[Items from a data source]
══════════
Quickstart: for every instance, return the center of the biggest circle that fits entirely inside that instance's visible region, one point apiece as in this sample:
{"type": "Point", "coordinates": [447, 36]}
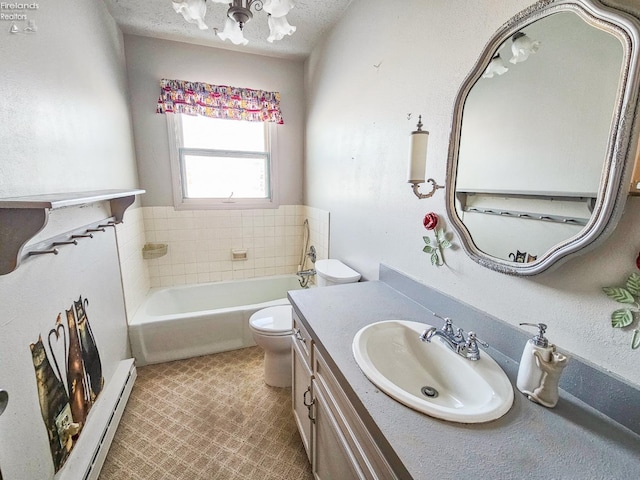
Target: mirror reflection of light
{"type": "Point", "coordinates": [521, 47]}
{"type": "Point", "coordinates": [495, 67]}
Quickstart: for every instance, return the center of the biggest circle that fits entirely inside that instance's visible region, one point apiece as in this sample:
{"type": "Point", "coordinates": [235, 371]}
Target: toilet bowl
{"type": "Point", "coordinates": [272, 329]}
{"type": "Point", "coordinates": [334, 272]}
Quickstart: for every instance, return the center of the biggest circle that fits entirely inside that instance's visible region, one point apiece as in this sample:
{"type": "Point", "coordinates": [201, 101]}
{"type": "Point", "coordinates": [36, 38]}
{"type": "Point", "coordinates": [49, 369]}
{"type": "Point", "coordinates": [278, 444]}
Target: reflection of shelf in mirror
{"type": "Point", "coordinates": [567, 196]}
{"type": "Point", "coordinates": [529, 216]}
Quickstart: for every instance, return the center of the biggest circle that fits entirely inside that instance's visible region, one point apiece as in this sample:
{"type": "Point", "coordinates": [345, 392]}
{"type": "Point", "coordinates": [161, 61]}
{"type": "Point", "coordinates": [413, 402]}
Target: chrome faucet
{"type": "Point", "coordinates": [465, 347]}
{"type": "Point", "coordinates": [304, 276]}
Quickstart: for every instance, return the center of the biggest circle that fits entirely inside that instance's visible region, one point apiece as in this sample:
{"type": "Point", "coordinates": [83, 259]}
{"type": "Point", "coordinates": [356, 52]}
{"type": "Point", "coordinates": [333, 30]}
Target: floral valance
{"type": "Point", "coordinates": [218, 101]}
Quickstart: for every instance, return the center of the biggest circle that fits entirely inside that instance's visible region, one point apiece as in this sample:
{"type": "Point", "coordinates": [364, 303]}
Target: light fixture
{"type": "Point", "coordinates": [495, 67]}
{"type": "Point", "coordinates": [418, 162]}
{"type": "Point", "coordinates": [521, 47]}
{"type": "Point", "coordinates": [238, 14]}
══════════
* Given exercise *
Put the lines of the records into a numbered list, from the start of the records through the line containing "Target: mirror reflection of light". Skip any blank lines, and leave the pictures out.

* Task result *
1. Quickstart: for every instance, return the center of the biggest circle that fits entirely inside that instance's visible region, one point apiece as in this sample:
2. {"type": "Point", "coordinates": [447, 36]}
3. Target: mirror reflection of light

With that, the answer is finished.